▶ [Work instructions] Could you copy every entry exactly, dropping the pictures?

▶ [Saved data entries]

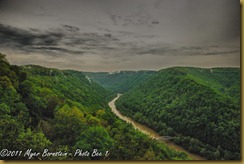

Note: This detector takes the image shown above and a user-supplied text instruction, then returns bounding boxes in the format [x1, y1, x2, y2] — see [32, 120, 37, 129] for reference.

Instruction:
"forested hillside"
[83, 71, 156, 93]
[0, 53, 189, 160]
[116, 67, 240, 160]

▶ [Finished task]
Note: This detector takes the image shown above and a user-supplied text instruction, then returns bounding boxes in the format [x1, y1, x2, y2] — see [32, 120, 37, 129] for reference.

Instruction:
"forested hillside"
[83, 71, 156, 93]
[0, 53, 189, 160]
[116, 67, 240, 160]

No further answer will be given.